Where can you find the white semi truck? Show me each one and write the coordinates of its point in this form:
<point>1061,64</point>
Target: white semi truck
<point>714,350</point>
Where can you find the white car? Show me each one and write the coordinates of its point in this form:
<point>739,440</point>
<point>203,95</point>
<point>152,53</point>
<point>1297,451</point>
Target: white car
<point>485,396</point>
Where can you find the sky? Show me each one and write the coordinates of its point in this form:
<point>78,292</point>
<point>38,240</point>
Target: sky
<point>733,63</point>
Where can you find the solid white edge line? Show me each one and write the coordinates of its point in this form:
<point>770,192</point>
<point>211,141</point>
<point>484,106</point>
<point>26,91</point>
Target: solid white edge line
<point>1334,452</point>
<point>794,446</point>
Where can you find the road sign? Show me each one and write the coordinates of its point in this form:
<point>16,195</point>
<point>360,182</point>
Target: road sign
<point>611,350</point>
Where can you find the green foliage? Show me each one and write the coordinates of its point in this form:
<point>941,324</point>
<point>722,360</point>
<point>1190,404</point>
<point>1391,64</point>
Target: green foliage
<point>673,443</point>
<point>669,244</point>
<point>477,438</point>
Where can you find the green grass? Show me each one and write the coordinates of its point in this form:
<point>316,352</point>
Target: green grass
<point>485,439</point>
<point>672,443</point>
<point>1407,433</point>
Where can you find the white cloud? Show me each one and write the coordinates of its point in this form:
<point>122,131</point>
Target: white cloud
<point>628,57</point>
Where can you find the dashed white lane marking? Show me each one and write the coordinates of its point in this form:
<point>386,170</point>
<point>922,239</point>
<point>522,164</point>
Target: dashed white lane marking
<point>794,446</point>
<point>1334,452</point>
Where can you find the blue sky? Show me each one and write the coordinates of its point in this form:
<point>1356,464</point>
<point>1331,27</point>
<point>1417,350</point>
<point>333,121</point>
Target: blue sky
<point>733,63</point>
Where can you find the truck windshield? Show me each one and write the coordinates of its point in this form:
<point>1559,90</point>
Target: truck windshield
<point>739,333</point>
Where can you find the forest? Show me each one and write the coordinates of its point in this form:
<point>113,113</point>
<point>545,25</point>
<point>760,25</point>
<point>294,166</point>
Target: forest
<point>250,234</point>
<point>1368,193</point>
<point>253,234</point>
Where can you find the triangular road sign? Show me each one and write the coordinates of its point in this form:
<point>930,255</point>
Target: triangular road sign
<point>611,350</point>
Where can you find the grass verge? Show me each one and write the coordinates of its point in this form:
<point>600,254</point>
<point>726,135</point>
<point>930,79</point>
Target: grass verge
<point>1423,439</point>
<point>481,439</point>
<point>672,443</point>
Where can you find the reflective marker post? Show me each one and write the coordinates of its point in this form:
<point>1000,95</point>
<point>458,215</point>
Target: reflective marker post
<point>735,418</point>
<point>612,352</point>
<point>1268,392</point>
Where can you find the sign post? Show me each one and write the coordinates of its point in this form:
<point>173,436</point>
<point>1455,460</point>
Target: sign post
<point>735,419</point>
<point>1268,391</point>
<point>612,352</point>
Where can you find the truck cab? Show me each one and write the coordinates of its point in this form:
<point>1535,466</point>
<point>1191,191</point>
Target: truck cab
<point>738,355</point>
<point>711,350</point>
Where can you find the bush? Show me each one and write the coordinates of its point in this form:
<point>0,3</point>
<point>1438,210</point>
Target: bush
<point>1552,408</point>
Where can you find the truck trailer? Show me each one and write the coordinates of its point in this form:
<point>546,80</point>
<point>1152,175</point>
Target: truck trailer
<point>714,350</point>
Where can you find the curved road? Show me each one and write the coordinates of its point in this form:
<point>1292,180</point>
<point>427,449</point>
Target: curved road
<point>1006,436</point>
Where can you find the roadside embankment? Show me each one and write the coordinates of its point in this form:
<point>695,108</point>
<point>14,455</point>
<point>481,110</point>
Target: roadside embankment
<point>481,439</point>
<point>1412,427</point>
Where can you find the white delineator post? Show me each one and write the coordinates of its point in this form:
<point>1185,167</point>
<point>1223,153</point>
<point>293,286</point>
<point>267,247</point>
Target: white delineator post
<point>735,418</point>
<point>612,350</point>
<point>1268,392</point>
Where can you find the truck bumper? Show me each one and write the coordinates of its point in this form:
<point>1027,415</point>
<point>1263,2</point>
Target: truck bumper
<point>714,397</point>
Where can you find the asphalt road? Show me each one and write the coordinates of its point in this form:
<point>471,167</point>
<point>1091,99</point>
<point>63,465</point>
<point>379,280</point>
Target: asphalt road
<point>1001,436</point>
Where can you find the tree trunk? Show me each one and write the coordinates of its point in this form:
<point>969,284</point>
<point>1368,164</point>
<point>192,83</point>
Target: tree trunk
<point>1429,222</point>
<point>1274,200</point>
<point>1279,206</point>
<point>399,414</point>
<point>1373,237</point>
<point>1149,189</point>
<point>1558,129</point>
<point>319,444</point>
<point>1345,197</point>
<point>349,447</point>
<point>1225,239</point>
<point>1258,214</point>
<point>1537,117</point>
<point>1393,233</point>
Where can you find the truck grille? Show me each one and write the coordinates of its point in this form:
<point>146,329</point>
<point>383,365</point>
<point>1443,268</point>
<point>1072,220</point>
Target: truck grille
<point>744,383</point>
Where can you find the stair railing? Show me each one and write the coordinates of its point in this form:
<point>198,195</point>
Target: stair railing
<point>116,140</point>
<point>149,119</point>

GOAL:
Please rewrite the entries starting at the line containing "Where can you find the truck trailer?" and ending at the line containing "<point>1412,427</point>", replacing "curved road" with "winding road" and leaving everything else unchanged.

FINAL ANSWER:
Where can you find the truck trailer? Show me each one and write the coordinates of its point in this form:
<point>546,80</point>
<point>1152,175</point>
Target: truck trailer
<point>714,350</point>
Where can you find the winding road? Show me each one and write the coordinates of its point in this form:
<point>1292,180</point>
<point>427,449</point>
Target: winding road
<point>1006,436</point>
Where can you find the roadside embankment? Show me each one and write the coordinates of its point in this form:
<point>695,108</point>
<point>14,455</point>
<point>481,110</point>
Target: roadside embankment
<point>481,439</point>
<point>1412,427</point>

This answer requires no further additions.